Mark Kohler— Network Processor Overview

The first generation of network processors is finally here. But what are they good for and how do they work?

Major semiconductor manufacturers are starting to sell a new type of integrated circuit, the network processor. Network processors are programmable chips like general purpose microprocessors, but are optimized for the packet processing required in network devices.

Network devices are a growing class of embedded system and include traditional Internet equipment like routers, switches, and firewalls; newer devices like Voice over IP (VoIP) bridges, virtual private network (VPN) gateways, and quality of service (QOS) enforcers; and web-specific devices like caching engines, load balancers, and SSL accelerators.

In this article, I will describe the processing requirements of network devices, how traditional designs meet those requirements, how network processors aim to meet those requirements, and the architecture of a few network processors in detail.

Network processing requirements

Part 1

Not all network devices have the same processing requirements. However, a lot of similarities exist. As an example, I will roughly describe the packet processing duties of a router and a web switch. These core, time-critical duties are also called data plane tasks.

[Image object location entries]
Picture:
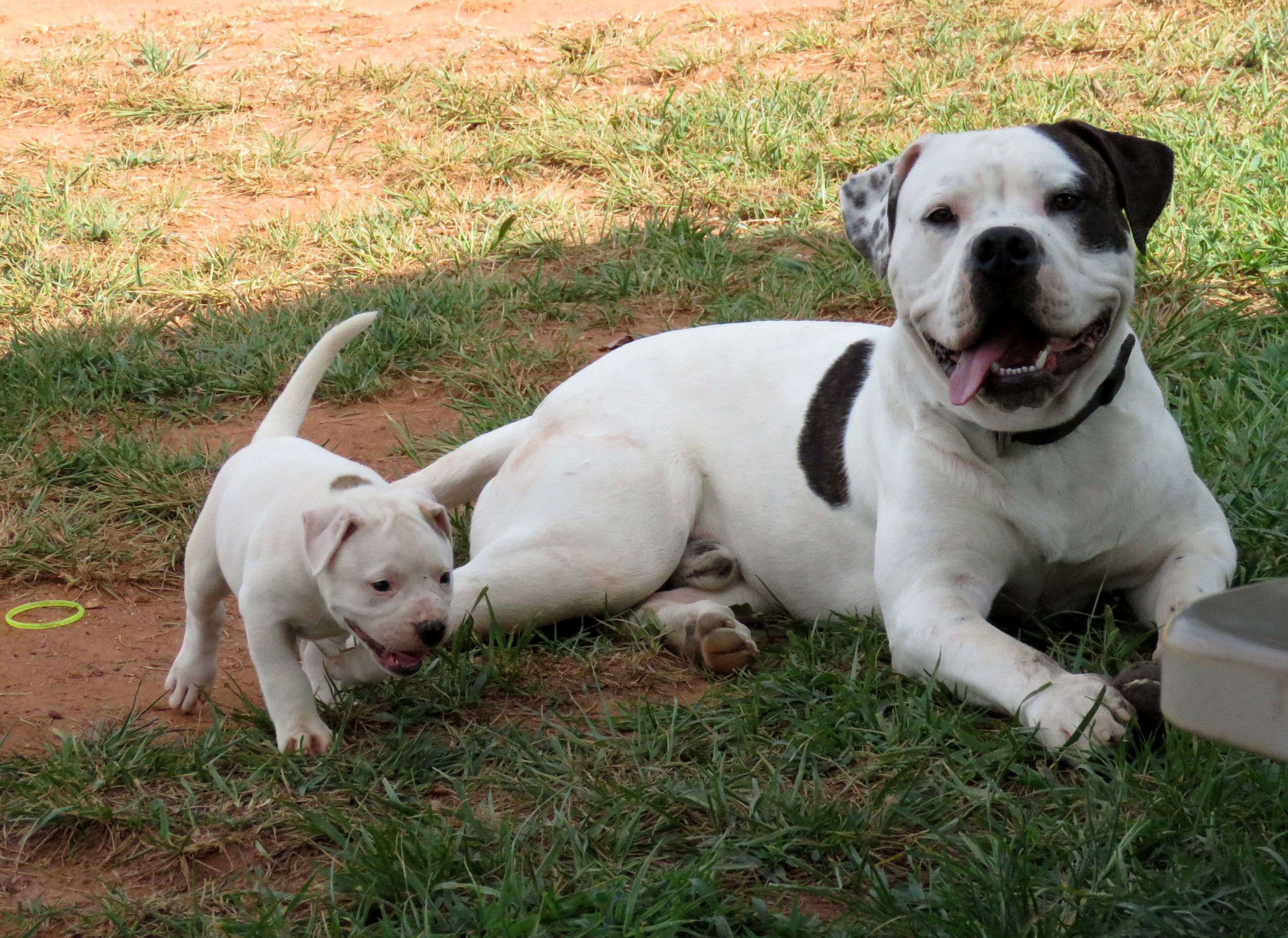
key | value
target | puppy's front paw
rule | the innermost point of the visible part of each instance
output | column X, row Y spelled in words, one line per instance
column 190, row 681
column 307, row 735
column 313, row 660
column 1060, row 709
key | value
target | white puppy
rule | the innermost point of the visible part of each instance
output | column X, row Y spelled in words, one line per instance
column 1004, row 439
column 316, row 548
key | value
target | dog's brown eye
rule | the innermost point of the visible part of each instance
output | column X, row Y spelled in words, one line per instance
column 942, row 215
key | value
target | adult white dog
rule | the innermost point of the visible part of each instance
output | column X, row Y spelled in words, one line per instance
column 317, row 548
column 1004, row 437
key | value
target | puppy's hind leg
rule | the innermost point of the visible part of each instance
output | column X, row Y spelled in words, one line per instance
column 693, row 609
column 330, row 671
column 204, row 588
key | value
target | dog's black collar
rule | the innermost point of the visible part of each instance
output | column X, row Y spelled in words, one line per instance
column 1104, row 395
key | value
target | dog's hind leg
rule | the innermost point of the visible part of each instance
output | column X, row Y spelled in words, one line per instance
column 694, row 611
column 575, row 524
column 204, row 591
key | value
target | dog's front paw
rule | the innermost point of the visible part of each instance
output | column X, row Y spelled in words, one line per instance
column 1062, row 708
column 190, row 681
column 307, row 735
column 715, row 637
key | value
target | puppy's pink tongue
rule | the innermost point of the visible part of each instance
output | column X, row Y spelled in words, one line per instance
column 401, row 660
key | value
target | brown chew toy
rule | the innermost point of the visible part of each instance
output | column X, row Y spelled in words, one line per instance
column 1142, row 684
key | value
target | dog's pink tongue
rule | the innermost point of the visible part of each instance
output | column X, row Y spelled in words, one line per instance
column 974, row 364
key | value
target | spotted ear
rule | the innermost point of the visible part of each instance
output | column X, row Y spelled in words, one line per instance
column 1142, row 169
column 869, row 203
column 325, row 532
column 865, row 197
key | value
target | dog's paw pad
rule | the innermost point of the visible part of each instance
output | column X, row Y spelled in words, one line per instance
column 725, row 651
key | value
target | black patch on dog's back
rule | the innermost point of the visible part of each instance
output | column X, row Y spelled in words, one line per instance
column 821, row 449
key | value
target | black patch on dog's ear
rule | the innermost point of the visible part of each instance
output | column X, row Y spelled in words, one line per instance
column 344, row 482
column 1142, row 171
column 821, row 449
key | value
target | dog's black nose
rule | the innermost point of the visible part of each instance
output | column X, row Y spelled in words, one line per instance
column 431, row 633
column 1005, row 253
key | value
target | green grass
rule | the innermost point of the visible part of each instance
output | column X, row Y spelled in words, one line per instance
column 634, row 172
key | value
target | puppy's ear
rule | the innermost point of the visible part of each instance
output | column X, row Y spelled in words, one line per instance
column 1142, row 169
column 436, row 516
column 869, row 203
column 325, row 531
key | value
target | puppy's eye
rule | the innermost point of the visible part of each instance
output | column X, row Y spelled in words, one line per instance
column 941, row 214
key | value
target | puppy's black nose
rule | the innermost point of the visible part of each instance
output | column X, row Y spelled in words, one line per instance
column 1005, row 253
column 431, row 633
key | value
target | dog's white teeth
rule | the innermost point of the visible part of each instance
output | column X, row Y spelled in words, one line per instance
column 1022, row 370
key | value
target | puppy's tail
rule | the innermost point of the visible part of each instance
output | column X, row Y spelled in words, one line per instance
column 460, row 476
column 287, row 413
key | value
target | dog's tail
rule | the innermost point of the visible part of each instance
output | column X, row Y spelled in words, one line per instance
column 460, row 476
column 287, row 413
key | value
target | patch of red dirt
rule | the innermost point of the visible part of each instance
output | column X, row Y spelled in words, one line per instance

**Prompt**: Duplicate the part of the network processor overview above that begins with the words containing "Network processing requirements" and ends with "data plane tasks.".

**Result**:
Network processing requirements

Part 1

Not all network devices have the same processing requirements. However, a lot of similarities exist. As an example, I will roughly describe the packet processing duties of a router and a web switch. These core, time-critical duties are also called data plane tasks.